Set down all of the data again, character for character.

### INPUT RECORDS

Start of Block

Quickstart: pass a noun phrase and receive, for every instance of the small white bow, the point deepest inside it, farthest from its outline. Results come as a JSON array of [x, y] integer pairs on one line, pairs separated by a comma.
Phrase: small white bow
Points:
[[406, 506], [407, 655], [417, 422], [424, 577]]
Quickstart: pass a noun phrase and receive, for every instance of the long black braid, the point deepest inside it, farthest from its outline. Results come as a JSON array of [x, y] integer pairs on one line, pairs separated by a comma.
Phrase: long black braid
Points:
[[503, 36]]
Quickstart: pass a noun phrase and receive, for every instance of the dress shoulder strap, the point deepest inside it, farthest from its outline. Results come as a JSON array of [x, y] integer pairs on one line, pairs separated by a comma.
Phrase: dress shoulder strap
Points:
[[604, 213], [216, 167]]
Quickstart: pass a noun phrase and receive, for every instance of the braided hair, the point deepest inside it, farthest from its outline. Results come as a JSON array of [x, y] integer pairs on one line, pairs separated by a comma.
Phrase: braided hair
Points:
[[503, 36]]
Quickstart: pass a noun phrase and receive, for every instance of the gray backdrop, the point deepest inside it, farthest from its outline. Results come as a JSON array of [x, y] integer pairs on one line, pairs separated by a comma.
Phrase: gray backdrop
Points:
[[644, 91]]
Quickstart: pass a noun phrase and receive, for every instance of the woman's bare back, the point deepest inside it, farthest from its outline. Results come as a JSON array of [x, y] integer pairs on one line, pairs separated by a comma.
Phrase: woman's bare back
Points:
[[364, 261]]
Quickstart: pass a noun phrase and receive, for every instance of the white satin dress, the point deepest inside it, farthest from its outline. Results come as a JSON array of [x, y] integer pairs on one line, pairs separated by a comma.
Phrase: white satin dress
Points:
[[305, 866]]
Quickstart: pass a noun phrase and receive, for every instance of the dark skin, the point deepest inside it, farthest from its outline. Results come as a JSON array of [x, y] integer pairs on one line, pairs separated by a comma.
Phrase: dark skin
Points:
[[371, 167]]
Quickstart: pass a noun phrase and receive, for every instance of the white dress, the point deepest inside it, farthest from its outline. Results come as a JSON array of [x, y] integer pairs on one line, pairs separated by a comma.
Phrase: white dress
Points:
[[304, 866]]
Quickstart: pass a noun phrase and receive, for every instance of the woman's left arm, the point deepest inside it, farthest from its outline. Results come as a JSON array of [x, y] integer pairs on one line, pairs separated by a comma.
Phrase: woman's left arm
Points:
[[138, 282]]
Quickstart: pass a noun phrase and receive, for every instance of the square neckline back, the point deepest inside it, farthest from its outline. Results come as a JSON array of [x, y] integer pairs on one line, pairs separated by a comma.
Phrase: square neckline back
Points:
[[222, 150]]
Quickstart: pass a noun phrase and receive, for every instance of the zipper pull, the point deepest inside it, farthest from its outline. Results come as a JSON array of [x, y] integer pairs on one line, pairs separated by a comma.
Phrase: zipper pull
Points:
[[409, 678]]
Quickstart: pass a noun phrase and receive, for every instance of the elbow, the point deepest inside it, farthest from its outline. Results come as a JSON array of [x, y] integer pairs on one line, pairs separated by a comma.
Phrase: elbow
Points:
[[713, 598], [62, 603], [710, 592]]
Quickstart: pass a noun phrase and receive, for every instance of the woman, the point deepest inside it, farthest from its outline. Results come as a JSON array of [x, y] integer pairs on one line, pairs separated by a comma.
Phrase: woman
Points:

End of Block

### FINAL ANSWER
Quickstart: pass a noun phrase and receive, for every instance of the small white bow, the point deepest inside it, farthest from its outline. Results come as a JSON array of [x, y] integer pairs on one line, pairs separated by a comma.
Phrase: small white bow
Points:
[[406, 506], [407, 655], [417, 422], [424, 577]]
Quickstart: pass a noun phrase and receive, for every instance of the long black braid, the point deepest inside it, farthest from its outline. Results come as a JSON array of [x, y] integer pairs on one line, pairs separated by a comma.
Phrase: long black braid
Points:
[[503, 36]]
Quickstart: pass a noun phrase and receive, for every instance of the dress shoulder strap, the point deepest inside it, farthest from its outline. Results come as a JSON array of [x, y] integer pairs on one line, pairs separated by a comma.
Phrase: dress shoulder strap
Points:
[[604, 213], [216, 167]]
Quickstart: pass a noun phrase and receive, for every instance of the braided hair, the point deepest inside it, farthest from its outline. Results come as a JSON array of [x, y] integer pairs on one line, pairs separated by a comma.
Phrase: braided hair
Points:
[[503, 36]]
Quickstart: pass a noun phrase and receive, for every instance of the gray backdrop, the point deepest inside it, farthest from its outline. Results come as a JSON array of [x, y] integer pairs on one line, pairs separated by a comma.
Phrase: gray backdrop
Points:
[[644, 91]]
Quickstart: pass a noun phrase and receive, for every instance of the woman's bare back, the point deepest inside it, farthest from its outline. Results come as a JSON array of [x, y] integer pairs on one line, pairs separated by a comma.
Phrase: woman's bare back
Points:
[[364, 261]]
Quickstart: pass a noun phrase and receive, for every instance of the white satin dress, the point deepest inside it, farthest from its outline. Results come as a JSON array of [x, y] integer pairs on one line, pairs separated by a comma.
Phrase: white satin dress
Points:
[[305, 866]]
Quickstart: pass a noun phrase and receive, for every instance of the dark skin, the point deepest inside it, farthest from its outline. Results come as a JSON array of [x, y] integer pairs on one line, pairs separated by a comma.
Phrase: dark skin
Points:
[[371, 167]]
Quickstart: pass a noun phrase and receive, for every instance of the white dress, the point deepest inside it, farthest from its outline. Results come as a JSON array of [x, y] integer pairs on one line, pairs separated by a comma.
Phrase: white dress
Points:
[[304, 866]]
Quickstart: pass a noun phrase and receive, for every instance of the woman's left arm, the point deepest inside it, farthest from its outline. Results come as a JSON array of [x, y] integer pairs on one line, pairs separated by a comma.
Phrase: woman's left arm
Points:
[[138, 282]]
Quickstart: pass a noun phrase and receive, for every instance of the square neckline back, the point deepest inside it, farthest from its outline. Results come as a JSON array of [x, y] integer pairs on one line, pairs separated by a comma.
Phrase: square neckline back
Points:
[[222, 150]]
Quickstart: pass a noun phrase and receive, for every instance of the zipper pull, the point deepest inside it, farthest from its outline. Results come as a JSON array of [x, y] integer pairs on one line, pairs separated by a comma.
Phrase: zipper pull
Points:
[[409, 678]]
Quickstart: pass a noun phrase and receive, for every instance of the elbow, the point deepest inside it, farthest from its outline. Results come as a JSON array of [x, y] integer pairs on one line, pairs separated by a comma.
Phrase: elbow
Points:
[[713, 598], [62, 603], [710, 592]]
Quickstart: pass a noun phrase and receive, for every instance of the woman, the point deepest inside it, farthest from its outline. Results come as a JSON array of [x, y] integer pairs on one line, pairs separated by a comma.
Phrase: woman
Points:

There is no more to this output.